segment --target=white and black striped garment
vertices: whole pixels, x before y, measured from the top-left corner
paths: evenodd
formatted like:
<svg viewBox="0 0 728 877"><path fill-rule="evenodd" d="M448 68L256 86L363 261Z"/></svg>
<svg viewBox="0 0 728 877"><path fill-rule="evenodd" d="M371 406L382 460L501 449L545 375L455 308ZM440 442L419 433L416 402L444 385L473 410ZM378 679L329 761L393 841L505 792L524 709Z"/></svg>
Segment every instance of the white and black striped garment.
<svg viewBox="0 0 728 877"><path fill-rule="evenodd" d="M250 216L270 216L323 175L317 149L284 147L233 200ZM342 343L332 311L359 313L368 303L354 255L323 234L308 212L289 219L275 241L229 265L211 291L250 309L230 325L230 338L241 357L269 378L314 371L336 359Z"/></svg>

=-=-=

** Obiettivo **
Riporta tutte le righe dei record in cui compare la parola "striped".

** Risposta completa **
segment --target=white and black striped garment
Segment every instance of the white and black striped garment.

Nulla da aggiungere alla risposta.